** Texte fourni **
□ □ □ □ □ □ □

Souvent les sociologues viennent, enquêtent, puis repartent et publient. Ce qui semble assez pertinent. Mais il serait aussi intéressant de...revenir, quelques années plus tard. C'est toute l'originalité de la démarche de Jean-François Laé et Numa Murard qui enseignent respectivement dans les universités de Paris VIII et Paris VII. A la fin des seventies ils avaient conduit une première enquête dans une ville ouvrière de Seine Maritime, Elbeuf. Là où furent alors construites des cités, dites provisoires, afin de mieux faire disparaître les derniers bidonvilles, encore visibles dans les sixties malgré les trente glorieuses. Qui ne le furent pas pour tout le monde en réalité.
Trois décennies plus tard, le duo de sociologues est revenu dans cette ville. Certains habitants sont encore là, avec leurs enfants et petits-enfants. La précarité s'est installée durablement, la vie familiale a pris de nouvelles formes, il a fallu s'adapter. La pauvreté qui fut par le passé une quasi exclusivité des chômeurs, touche maintenant assez massivement les travailleurs. Les travailleurs pauvres sont devenus une nouvelle catégorie de précaires, malgré le fait d'avoir un emploi. Une autre catégorie est aussi apparue depuis trente ans, les chômeurs de longue, très longue durée. Avec le constat terrible que cette réalité étant devenue massive, elle devient donc familière et presque banalisée. Les trente glorieuses semblent alors plus que lointaines.
Le volume est donc divisé en deux parties qui sont lisibles d'ailleurs dans les deux sens. Soit l'enquête actuelle, en 2010, puis l'archive. Ou le contraire.
Située en fin de volume, "l'archive", intitulée "L'argent des pauvres (Elbeuf-1980)" publié au Seuil en 1985. Des pages écrites entre 1980 et 1984, comme étant une "trace des événements observés" selon les auteurs. Portrait d'une cité de transit en Normandie, baptisée par les auteurs, cité Blanchard. Récit qui nous fait part de nombreux événements, du plus petit au plus grand afin de rendre la vie quotidienne. Des gens parlent de la misère, de la déchéance, mais aussi de solutions, de progrès. Les auteurs tentèrent, et réussirent, à garder un regard neutre, mais attentif, sans moralisation aucune.
En début de volume, le journal d'enquête est une démarche dans le temps, allant du présent vers le passé, en se posant la question primordiale pour ce retour sur les lieux trois décennies plus tard : Que s'est-il passé ? Une affaire de temps donc, mais aussi de mémoire, on le comprend bien. Le gamin d'hier, quand il est toujours là, a un fils ou parfois un petit-fils. Et puis il y a la dignité et donc l'indignité, ceux qui travaillent et ceux qui n'ont pas de travail, les allocations, ou la délinquance, avec les implications sur le couple, sur la famille. Le travail qui casse, mais aussi l'absence de travail qui casse, qui casse la vie, sa propre vie, mais aussi la vie des proches. Il y a donc des ruptures familiales ou géographiques. Partir ? Mais aussi les stigmatisations, les ragots, les procès. Avec un chapitre sur le tribunal du pauvre, chapitre terrible, décrivant une journée au tribunal de Rouen.

□ □ □ □ □ □ □

** Lignes de données **
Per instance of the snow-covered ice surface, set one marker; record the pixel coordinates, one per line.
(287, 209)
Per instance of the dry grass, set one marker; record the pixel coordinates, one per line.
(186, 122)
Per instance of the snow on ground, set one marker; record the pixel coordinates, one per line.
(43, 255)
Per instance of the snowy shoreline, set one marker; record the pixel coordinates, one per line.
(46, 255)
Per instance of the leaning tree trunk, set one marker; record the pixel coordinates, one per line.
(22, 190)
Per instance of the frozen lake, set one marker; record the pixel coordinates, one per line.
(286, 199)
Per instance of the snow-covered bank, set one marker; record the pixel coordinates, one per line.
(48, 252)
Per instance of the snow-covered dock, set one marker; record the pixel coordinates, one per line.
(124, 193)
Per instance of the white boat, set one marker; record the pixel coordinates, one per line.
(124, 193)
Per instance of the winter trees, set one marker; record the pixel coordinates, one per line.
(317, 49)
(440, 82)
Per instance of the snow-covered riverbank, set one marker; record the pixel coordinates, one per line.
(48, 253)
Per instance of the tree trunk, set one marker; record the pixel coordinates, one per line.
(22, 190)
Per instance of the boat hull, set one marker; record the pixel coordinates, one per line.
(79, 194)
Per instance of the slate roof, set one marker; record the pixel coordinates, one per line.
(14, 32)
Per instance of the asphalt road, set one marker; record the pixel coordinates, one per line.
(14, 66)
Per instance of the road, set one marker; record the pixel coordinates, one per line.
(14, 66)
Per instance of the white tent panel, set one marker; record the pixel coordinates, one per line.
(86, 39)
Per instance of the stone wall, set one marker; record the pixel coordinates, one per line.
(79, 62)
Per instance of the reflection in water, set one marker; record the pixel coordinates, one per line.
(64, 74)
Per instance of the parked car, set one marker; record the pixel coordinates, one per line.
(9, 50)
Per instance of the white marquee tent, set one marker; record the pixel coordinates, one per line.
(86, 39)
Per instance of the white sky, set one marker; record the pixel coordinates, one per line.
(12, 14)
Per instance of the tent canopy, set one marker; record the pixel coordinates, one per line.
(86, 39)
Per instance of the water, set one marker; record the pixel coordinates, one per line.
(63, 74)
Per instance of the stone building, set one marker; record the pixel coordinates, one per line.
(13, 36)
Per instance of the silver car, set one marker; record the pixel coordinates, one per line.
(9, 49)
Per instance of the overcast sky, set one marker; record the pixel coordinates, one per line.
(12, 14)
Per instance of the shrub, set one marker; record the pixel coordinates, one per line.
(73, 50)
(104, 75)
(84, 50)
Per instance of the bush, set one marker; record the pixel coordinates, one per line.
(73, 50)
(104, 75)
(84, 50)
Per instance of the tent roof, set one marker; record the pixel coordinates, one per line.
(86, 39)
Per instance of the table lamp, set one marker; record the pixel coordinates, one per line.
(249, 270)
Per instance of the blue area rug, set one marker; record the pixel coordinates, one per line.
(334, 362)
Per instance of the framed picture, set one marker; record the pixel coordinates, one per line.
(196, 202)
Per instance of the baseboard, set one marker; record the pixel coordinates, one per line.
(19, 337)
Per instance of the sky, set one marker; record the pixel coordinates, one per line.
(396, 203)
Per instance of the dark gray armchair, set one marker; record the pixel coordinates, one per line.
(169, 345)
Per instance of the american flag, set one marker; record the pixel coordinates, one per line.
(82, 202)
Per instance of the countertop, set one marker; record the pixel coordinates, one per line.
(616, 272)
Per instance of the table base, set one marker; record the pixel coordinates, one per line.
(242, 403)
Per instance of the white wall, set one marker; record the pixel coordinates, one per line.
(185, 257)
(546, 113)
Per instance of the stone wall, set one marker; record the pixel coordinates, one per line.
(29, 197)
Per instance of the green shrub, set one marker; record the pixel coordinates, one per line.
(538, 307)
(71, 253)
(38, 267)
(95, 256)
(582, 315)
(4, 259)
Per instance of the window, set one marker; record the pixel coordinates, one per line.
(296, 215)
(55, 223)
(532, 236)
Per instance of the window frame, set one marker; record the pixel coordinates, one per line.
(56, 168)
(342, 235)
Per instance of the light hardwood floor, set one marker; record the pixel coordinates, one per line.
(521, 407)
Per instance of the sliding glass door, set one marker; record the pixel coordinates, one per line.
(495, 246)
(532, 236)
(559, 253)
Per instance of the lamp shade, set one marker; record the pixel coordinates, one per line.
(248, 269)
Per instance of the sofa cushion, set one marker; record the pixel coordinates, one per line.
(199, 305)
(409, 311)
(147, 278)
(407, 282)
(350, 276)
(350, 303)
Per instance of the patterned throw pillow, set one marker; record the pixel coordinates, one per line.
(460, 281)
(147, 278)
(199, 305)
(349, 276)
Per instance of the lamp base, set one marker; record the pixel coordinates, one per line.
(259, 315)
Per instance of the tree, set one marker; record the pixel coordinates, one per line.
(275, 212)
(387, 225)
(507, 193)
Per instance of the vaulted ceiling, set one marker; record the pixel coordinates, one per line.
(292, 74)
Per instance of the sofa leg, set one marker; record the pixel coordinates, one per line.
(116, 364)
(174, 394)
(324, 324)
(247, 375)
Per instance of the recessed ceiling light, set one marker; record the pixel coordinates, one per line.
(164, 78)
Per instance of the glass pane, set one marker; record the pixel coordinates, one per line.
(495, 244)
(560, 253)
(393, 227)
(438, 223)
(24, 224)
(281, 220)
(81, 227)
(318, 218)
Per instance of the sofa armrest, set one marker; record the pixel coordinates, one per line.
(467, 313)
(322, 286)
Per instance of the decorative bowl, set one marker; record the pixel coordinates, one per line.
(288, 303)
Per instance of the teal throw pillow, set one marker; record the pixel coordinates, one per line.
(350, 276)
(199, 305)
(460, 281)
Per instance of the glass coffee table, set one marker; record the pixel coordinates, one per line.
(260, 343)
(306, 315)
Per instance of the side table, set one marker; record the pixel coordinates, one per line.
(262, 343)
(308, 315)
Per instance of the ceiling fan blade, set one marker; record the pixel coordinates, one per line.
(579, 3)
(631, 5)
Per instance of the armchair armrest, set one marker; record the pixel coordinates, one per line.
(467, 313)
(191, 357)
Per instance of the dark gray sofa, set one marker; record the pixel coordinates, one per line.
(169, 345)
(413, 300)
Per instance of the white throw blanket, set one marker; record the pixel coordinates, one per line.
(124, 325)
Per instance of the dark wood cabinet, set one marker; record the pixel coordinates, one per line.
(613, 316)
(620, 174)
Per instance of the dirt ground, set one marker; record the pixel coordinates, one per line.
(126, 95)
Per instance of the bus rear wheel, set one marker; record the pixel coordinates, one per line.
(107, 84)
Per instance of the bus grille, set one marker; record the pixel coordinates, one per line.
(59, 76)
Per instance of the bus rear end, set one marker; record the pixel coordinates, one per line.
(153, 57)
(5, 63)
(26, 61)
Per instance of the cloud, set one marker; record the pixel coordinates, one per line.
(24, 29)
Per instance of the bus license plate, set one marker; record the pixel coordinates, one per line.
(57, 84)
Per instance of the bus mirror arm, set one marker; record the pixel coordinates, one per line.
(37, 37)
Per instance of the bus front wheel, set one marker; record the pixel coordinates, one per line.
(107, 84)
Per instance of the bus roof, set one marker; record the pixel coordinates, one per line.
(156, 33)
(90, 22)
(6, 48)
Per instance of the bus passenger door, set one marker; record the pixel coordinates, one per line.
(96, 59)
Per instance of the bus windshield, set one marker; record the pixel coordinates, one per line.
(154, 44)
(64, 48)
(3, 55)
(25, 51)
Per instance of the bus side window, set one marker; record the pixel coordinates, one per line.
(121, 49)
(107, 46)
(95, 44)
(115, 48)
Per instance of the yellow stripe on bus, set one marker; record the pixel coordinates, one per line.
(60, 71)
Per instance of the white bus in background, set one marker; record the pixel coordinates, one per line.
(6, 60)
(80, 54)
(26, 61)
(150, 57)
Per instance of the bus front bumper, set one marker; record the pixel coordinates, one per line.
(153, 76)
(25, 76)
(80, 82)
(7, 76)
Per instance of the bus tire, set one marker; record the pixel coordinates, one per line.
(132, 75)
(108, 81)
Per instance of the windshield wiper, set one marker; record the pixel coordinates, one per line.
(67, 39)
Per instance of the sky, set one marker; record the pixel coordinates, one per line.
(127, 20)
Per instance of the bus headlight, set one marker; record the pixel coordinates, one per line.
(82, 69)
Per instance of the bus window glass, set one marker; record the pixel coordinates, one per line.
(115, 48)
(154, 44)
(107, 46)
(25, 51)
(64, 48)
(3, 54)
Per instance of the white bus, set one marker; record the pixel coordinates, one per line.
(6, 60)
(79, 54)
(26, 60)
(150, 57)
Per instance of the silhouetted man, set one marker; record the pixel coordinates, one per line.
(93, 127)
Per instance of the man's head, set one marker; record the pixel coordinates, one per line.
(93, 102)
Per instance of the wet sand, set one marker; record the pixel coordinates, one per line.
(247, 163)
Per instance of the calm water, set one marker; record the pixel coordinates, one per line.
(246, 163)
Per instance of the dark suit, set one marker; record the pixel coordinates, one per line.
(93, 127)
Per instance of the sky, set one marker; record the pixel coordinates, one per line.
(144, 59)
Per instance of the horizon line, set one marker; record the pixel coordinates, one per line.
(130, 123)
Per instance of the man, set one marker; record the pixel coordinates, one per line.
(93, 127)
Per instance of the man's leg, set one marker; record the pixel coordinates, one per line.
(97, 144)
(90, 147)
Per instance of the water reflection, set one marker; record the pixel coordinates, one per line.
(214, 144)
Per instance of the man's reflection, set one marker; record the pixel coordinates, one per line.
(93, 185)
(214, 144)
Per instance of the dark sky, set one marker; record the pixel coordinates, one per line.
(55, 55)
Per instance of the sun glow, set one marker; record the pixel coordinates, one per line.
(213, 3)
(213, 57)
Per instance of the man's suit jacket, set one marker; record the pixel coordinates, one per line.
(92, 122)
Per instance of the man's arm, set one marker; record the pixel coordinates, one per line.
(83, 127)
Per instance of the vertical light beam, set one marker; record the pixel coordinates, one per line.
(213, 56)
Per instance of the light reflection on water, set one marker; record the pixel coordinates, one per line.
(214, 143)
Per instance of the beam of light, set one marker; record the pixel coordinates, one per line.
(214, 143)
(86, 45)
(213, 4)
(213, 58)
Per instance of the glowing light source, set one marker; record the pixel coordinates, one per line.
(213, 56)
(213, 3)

□ □ □ □ □ □ □

** Objectif **
Recopiez le passage du texte fourni qui va de « Située en fin » jusqu'à « sans moralisation aucune. » inclus, en remplaçant « neutre » par « impartial ».

** Résultat attendu **
Située en fin de volume, "l'archive", intitulée "L'argent des pauvres (Elbeuf-1980)" publié au Seuil en 1985. Des pages écrites entre 1980 et 1984, comme étant une "trace des événements observés" selon les auteurs. Portrait d'une cité de transit en Normandie, baptisée par les auteurs, cité Blanchard. Récit qui nous fait part de nombreux événements, du plus petit au plus grand afin de rendre la vie quotidienne. Des gens parlent de la misère, de la déchéance, mais aussi de solutions, de progrès. Les auteurs tentèrent, et réussirent, à garder un regard impartial, mais attentif, sans moralisation aucune.